EXTRACTED DATA Start Marker

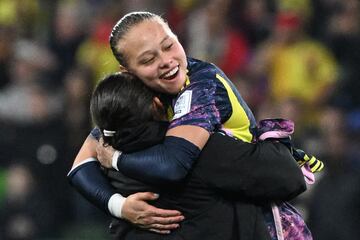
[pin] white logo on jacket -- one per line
(182, 104)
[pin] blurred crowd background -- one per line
(296, 59)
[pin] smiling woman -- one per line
(201, 100)
(152, 50)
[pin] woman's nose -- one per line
(165, 61)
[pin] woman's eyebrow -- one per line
(165, 38)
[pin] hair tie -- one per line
(108, 133)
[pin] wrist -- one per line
(115, 205)
(114, 159)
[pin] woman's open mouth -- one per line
(171, 74)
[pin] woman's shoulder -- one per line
(199, 67)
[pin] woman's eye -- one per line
(147, 61)
(167, 47)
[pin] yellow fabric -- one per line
(240, 131)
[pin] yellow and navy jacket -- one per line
(211, 101)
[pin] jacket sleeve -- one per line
(259, 171)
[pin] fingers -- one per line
(146, 196)
(166, 222)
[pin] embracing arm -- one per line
(87, 177)
(261, 171)
(168, 162)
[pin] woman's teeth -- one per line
(171, 73)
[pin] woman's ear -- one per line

EXTRACTED DATA End Marker

#### DIRECTIONS:
The entries above are to be printed again word for word, with every picture removed.

#### SOLUTION TO THIS TASK:
[pin] white logo on jacket -- one per line
(182, 104)
[pin] blurred crowd background -- one per line
(296, 59)
[pin] smiling woman -- one per line
(201, 100)
(152, 50)
[pin] woman's nose -- one per line
(165, 61)
[pin] woman's eyebrow -- one per line
(165, 38)
[pin] hair tie -- one per line
(108, 133)
[pin] wrist -- one per line
(115, 205)
(114, 159)
[pin] woman's open mouth -- one per line
(171, 74)
[pin] woman's shoulder -- one per line
(199, 67)
[pin] woman's eye -- one per line
(147, 61)
(167, 47)
[pin] yellow fabric -- one per line
(240, 131)
[pin] yellow and navy jacket -- one per line
(211, 101)
[pin] jacket sleeve -- one per line
(259, 171)
[pin] fingers -- one per line
(146, 196)
(166, 222)
[pin] embracing arm -- one per line
(87, 177)
(261, 171)
(168, 162)
[pin] woman's teeth -- one per line
(171, 73)
[pin] woman's ear -- one per line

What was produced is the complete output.